▸ **INFORMATION GIVEN**
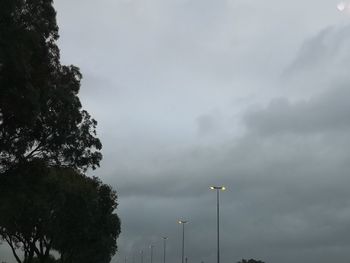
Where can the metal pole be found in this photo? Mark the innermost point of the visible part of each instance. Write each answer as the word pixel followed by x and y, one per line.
pixel 164 248
pixel 183 242
pixel 218 219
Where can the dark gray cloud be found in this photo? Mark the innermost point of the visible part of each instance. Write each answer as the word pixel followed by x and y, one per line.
pixel 174 86
pixel 329 111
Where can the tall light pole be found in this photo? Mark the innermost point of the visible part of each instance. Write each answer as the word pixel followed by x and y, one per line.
pixel 183 222
pixel 164 248
pixel 151 247
pixel 141 253
pixel 218 189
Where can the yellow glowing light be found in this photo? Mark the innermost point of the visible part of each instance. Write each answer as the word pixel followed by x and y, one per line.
pixel 341 6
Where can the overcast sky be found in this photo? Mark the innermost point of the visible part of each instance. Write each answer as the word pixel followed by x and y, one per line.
pixel 253 95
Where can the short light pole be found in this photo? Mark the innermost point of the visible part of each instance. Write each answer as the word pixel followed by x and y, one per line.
pixel 183 222
pixel 151 247
pixel 164 248
pixel 218 189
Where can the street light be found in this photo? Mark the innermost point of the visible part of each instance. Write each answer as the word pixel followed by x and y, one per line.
pixel 218 189
pixel 141 253
pixel 164 247
pixel 183 222
pixel 151 247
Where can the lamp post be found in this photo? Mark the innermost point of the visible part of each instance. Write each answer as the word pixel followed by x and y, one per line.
pixel 164 248
pixel 151 247
pixel 218 189
pixel 183 222
pixel 141 253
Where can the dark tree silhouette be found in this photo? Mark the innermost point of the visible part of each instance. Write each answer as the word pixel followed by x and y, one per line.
pixel 40 112
pixel 44 209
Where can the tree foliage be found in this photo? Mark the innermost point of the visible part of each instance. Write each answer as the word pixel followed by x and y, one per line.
pixel 40 112
pixel 46 209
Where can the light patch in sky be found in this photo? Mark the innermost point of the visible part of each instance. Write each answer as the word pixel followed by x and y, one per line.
pixel 344 7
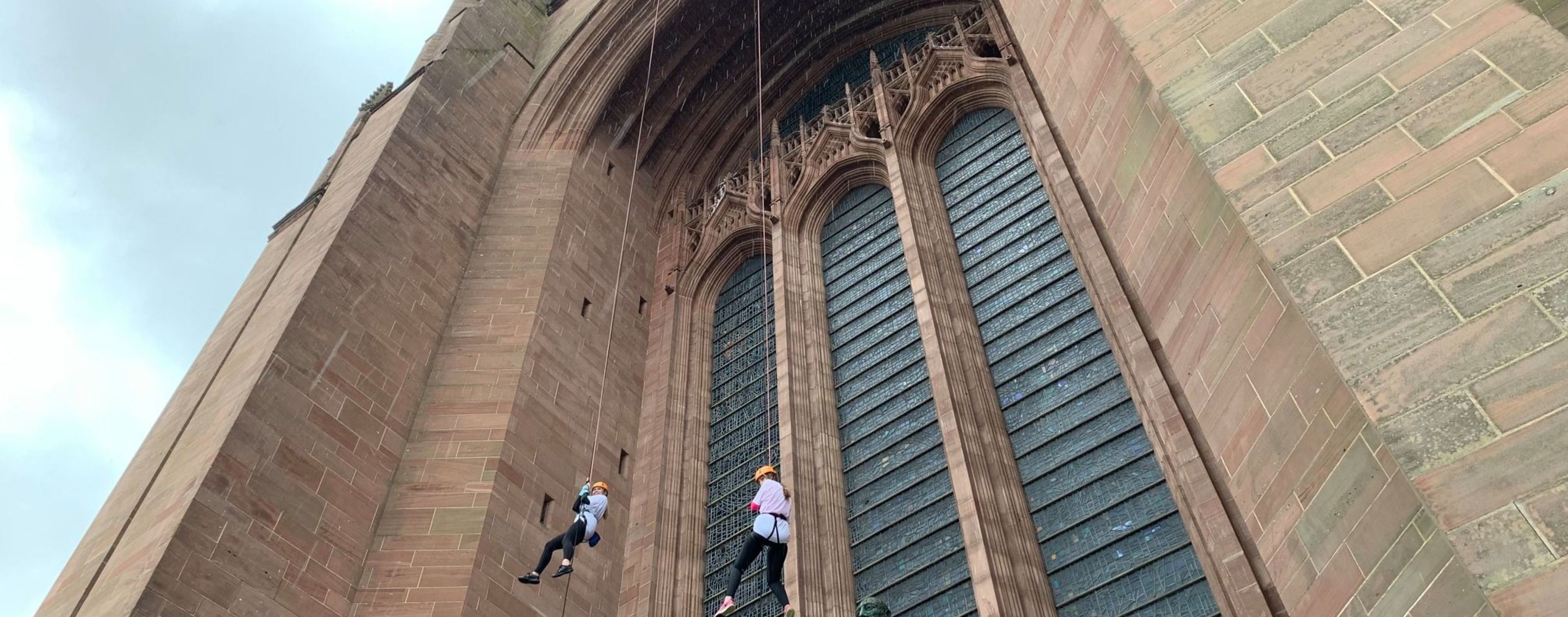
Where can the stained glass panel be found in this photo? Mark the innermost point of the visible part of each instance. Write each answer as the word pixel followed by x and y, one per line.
pixel 904 523
pixel 744 433
pixel 1107 527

▸ **YOUR GOAL**
Express every line of the entries above as a JSON list of strings, one string per line, skipping blank lines and leaving the pictures out.

▸ **FINAL ANSWER**
[
  "Where can the metal pole be found in this photo? Mark the innermost point of the visible part of each instance. Write each answer as the word pixel followed by x and y, one per line.",
  "pixel 164 248",
  "pixel 183 242",
  "pixel 218 219",
  "Where can the dark gray cloud be found in this photo? Mark the innermost point of the visible part of each instance. Write each answer as the word pixel followed by x and y, one per line.",
  "pixel 174 86",
  "pixel 329 111",
  "Where can the tall light pole be found in this photo? Mark the innermost point of the visible part of each instance. Write each answer as the word pixel followed by x and y, one per line.",
  "pixel 183 222",
  "pixel 164 248",
  "pixel 151 247",
  "pixel 141 253",
  "pixel 218 189",
  "Where can the yellow glowing light be found in this photo? Mark the innermost point of the visible part of each instance. Write each answer as the word pixel followed by x and y, one per line.",
  "pixel 341 6",
  "Where can the overcast sky be found in this photo? Mark the innermost point of the visible part of each instance. Write each answer as the word pixel followed by x and y, one per line.",
  "pixel 253 95",
  "Where can the short light pole be found in this photo? Mark the innermost point of the visible part of each instance. Write each answer as the word pixel followed by x and y, one per line.",
  "pixel 183 222",
  "pixel 151 247",
  "pixel 164 248",
  "pixel 218 189",
  "Where can the street light be found in this photo? Mark the innermost point of the visible part of each instance. Write each answer as the word pixel followed by x and y, one per line.",
  "pixel 218 189",
  "pixel 141 253",
  "pixel 164 247",
  "pixel 183 222",
  "pixel 151 247",
  "Where can the lamp post be found in this photo? Mark the innermost point of the visible part of each instance. Write each answer as the word pixel followed by x and y, one per line.",
  "pixel 164 248",
  "pixel 151 247",
  "pixel 218 189",
  "pixel 183 222",
  "pixel 141 253",
  "Where can the dark tree silhouette be found in this photo? Mark the innermost point of the visible part of each instance. Write each answer as the word pixel followed by x and y, one per line.",
  "pixel 40 112",
  "pixel 44 209",
  "Where can the tree foliage be found in this photo? Mark the innermost point of the visible part of each instance. Write each answer as the word pixel followed by x and y, one per line.",
  "pixel 40 112",
  "pixel 46 209",
  "Where can the light patch in sky be found in this photo? Mark the innermost point of the visible part of each instance. Write each answer as the word pixel followed by x and y, one per line.",
  "pixel 344 7",
  "Where can the stained glass panel be found in this photo? Mark the innermost point of the visible part of each instance. Write each answer as the word pixel followed by x and y, one per line.",
  "pixel 904 523",
  "pixel 744 433",
  "pixel 1107 527"
]